• [Required work] Please convert the stretch from the line containing "lawn shown in this photo, matching this sample?" through the last line of the entries into a Markdown table with the columns Row and Line, numbering each line and leaving out blank lines.

• [Given information]
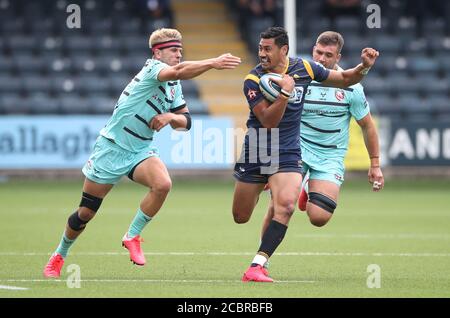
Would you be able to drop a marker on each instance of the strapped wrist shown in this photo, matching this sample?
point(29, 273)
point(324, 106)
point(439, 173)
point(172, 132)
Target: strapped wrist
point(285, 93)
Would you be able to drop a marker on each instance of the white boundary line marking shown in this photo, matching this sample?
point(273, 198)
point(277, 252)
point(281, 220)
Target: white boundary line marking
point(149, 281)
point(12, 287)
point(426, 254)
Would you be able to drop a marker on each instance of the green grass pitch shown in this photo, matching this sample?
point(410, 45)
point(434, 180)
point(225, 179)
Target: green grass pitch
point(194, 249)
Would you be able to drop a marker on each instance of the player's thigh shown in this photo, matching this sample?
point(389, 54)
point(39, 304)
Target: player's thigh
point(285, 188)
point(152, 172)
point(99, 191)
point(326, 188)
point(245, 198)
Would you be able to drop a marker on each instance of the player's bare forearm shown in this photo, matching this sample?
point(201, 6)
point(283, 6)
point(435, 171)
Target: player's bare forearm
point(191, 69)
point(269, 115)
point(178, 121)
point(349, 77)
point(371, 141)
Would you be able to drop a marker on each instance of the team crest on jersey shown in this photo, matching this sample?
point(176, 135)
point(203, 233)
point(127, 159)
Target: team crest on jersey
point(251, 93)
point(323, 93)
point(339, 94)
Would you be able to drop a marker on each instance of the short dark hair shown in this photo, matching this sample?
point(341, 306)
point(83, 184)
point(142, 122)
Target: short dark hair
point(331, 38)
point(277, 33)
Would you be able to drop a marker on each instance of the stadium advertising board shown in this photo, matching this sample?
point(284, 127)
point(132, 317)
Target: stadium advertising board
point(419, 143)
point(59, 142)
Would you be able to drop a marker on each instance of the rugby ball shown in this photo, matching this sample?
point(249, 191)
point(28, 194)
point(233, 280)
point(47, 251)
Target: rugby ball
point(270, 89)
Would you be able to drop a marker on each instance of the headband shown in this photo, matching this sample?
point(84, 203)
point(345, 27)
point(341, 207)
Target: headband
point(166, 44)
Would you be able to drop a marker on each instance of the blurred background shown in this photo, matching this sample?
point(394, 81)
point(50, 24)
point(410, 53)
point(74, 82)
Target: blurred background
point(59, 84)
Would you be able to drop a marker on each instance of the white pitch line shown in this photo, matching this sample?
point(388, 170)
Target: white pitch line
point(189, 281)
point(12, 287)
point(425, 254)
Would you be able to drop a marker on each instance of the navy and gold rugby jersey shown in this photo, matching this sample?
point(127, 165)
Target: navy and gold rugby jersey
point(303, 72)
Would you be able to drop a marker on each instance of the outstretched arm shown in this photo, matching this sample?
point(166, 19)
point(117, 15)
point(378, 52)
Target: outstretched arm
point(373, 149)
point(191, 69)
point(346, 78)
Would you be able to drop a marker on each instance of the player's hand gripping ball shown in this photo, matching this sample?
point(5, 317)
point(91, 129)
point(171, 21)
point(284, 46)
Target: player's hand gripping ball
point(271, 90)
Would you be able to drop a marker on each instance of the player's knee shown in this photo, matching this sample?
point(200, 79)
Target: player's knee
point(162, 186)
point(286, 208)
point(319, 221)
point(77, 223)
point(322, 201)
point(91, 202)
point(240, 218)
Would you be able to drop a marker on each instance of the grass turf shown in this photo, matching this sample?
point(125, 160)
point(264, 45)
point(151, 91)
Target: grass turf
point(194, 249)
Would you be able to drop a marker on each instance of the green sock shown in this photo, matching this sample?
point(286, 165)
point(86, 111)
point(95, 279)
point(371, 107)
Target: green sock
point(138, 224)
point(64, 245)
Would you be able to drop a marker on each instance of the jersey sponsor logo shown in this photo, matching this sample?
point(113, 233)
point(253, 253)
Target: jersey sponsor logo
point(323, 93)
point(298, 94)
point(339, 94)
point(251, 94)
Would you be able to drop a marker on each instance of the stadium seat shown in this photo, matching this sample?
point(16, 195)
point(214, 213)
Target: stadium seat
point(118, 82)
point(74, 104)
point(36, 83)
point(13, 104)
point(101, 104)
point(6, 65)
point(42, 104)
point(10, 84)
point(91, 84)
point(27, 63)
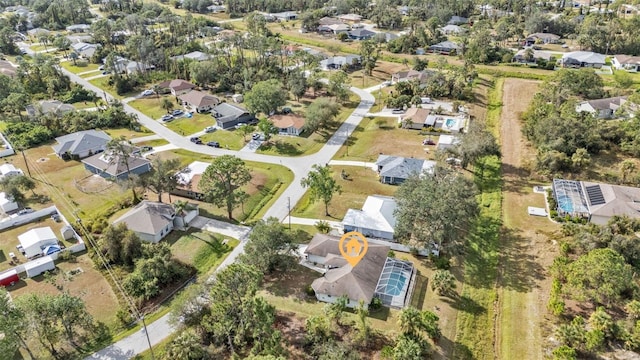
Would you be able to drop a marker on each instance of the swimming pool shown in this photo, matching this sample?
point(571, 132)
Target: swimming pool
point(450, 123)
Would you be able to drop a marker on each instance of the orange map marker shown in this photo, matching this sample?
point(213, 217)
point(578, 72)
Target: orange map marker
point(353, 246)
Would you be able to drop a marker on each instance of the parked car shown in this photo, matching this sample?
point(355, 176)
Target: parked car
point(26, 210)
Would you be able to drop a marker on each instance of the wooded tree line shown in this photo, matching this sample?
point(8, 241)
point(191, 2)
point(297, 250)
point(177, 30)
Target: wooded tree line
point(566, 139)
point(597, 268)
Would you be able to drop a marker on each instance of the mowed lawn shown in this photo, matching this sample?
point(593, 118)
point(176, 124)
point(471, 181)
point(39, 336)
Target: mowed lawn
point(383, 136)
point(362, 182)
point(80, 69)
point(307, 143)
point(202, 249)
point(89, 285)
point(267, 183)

• [Response to this task]
| Row | Line |
|---|---|
| 1 | Would you be able to drop a marker on each instance of the mowed lawn shown in this photo, matching this sample? |
| 2 | point(593, 118) |
| 3 | point(176, 124) |
| 4 | point(471, 181) |
| 5 | point(39, 336) |
| 6 | Target: mowed lawn |
| 7 | point(383, 136) |
| 8 | point(362, 182) |
| 9 | point(80, 69) |
| 10 | point(307, 143) |
| 11 | point(202, 249) |
| 12 | point(89, 285) |
| 13 | point(267, 183) |